Work to complete => Identify each line in the material below that contains the word "chair" and copy those lines out. Treat uppercase and lowercase as different.

--- begin Material provided ---

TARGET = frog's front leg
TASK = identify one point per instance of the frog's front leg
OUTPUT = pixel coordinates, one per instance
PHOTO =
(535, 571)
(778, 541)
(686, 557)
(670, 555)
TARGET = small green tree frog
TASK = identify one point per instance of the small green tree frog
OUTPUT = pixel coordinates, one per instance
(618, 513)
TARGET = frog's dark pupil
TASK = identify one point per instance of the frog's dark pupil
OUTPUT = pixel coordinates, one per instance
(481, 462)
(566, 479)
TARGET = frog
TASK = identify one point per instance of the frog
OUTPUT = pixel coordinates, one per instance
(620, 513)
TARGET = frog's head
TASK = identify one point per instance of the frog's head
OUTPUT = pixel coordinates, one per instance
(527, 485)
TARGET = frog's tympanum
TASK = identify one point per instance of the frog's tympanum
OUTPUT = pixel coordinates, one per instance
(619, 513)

--- end Material provided ---
--- begin Material provided ---

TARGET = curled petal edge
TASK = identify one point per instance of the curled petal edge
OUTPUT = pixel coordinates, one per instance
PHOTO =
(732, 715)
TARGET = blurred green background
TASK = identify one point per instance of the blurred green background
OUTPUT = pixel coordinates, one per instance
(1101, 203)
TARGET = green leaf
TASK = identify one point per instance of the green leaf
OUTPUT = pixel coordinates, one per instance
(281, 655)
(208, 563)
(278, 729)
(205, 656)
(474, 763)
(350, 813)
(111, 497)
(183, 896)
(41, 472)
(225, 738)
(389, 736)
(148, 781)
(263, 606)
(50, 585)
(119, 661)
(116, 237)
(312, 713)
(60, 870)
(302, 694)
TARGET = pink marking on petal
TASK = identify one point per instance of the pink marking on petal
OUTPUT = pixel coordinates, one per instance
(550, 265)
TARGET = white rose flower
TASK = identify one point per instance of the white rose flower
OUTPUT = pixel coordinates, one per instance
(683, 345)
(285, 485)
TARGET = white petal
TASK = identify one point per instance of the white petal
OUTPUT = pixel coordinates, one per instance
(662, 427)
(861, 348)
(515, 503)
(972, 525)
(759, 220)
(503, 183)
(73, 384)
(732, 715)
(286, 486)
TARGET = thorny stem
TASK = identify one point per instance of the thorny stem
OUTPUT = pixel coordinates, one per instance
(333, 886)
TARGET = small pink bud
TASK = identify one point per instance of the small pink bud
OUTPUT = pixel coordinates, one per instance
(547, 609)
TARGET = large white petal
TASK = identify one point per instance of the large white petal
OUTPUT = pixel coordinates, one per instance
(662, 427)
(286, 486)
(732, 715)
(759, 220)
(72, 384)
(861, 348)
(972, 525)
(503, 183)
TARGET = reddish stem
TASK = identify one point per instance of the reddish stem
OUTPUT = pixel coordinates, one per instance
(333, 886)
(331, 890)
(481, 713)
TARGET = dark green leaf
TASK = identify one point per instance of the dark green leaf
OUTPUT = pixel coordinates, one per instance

--- end Material provided ---
--- begin Material provided ---

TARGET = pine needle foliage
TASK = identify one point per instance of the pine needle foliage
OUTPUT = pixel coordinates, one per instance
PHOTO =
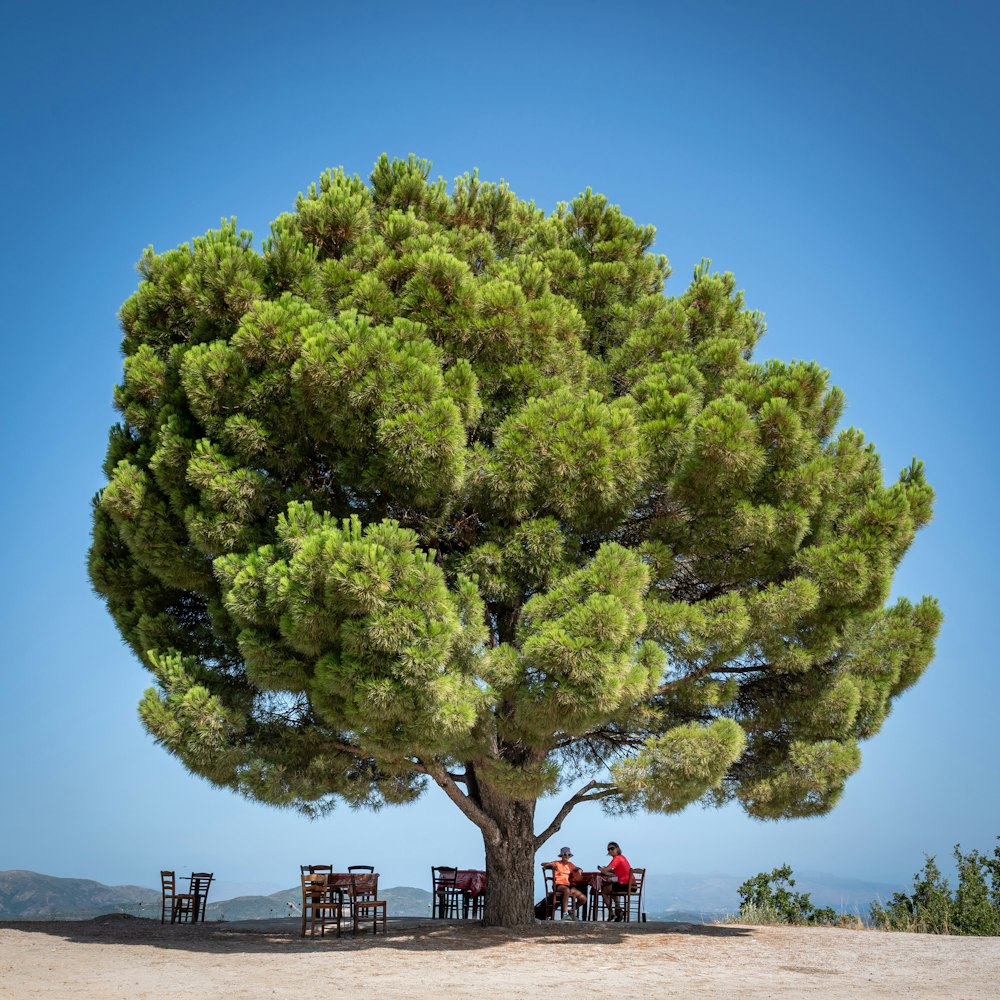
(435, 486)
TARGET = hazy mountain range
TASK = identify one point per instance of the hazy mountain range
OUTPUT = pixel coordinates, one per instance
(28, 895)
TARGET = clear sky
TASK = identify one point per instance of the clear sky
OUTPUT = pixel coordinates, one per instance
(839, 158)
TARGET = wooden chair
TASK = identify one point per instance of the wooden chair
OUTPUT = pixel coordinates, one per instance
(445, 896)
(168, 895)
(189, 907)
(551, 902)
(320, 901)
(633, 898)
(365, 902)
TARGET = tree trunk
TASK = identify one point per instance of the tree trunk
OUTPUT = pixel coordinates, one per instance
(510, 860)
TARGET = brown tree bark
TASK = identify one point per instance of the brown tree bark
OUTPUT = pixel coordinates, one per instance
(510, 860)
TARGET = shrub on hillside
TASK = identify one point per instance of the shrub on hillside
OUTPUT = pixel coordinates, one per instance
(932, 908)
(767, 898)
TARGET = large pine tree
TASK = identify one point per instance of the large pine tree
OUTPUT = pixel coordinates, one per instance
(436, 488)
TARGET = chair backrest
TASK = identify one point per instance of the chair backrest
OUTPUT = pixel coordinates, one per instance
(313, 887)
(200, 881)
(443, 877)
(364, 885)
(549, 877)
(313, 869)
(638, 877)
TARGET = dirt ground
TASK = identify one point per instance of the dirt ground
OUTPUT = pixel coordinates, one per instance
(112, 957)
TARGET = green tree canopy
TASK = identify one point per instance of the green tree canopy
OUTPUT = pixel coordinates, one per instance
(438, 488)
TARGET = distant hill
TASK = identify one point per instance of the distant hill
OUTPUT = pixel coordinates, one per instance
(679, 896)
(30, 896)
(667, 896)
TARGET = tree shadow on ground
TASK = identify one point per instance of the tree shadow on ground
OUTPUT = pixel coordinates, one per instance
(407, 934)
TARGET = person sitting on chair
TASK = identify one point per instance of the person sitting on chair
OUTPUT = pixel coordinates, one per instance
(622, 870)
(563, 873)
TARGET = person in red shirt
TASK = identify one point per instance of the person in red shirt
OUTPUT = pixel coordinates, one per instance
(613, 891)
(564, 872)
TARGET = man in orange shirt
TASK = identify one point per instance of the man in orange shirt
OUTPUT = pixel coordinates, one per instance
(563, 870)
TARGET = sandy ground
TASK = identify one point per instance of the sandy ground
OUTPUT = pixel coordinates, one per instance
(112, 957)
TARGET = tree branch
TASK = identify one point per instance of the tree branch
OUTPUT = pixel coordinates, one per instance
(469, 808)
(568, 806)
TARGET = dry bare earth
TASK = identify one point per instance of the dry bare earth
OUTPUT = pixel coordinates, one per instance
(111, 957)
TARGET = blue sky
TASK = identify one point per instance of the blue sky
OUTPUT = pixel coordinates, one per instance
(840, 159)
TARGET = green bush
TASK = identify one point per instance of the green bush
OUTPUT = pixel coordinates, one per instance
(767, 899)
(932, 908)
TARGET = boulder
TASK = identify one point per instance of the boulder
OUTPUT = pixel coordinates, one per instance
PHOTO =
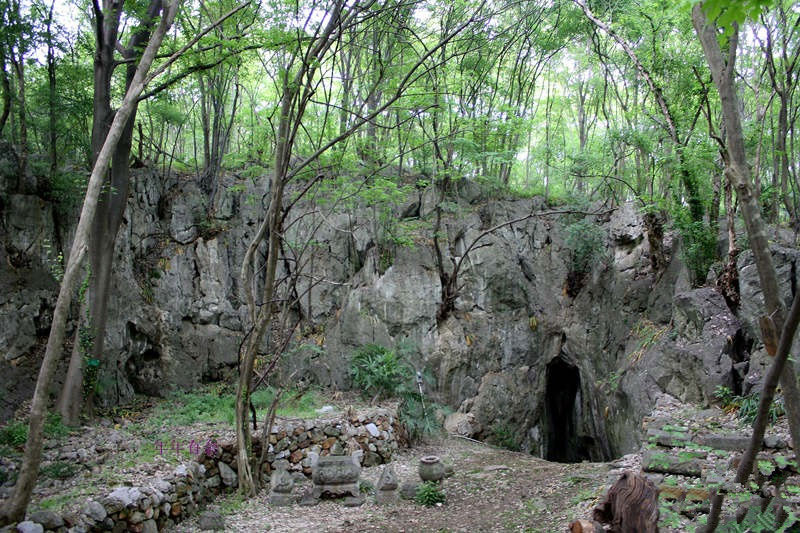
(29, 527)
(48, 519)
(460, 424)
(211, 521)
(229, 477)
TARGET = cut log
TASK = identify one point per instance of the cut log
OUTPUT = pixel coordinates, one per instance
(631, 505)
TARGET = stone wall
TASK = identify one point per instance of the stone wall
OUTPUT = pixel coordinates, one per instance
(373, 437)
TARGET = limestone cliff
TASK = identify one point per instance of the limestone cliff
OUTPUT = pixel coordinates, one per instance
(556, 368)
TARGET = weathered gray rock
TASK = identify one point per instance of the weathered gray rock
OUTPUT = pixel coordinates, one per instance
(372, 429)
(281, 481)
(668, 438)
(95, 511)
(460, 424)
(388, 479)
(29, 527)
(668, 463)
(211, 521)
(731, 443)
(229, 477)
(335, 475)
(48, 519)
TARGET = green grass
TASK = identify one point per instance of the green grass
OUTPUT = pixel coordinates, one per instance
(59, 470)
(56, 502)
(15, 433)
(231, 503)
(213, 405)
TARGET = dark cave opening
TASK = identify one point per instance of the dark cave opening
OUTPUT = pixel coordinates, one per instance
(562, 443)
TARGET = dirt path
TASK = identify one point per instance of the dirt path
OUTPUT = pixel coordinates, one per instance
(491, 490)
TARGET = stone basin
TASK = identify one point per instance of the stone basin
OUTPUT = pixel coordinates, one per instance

--- end Material provided ---

Finished task =>
TARGET = wooden chair
TASK = identify one point per instance of the wooden chair
TARGET = chair backrest
TASK = identify one point per instance of the chair backrest
TARGET = person sitting on chair
TASK = identify one point per instance of the person sitting on chair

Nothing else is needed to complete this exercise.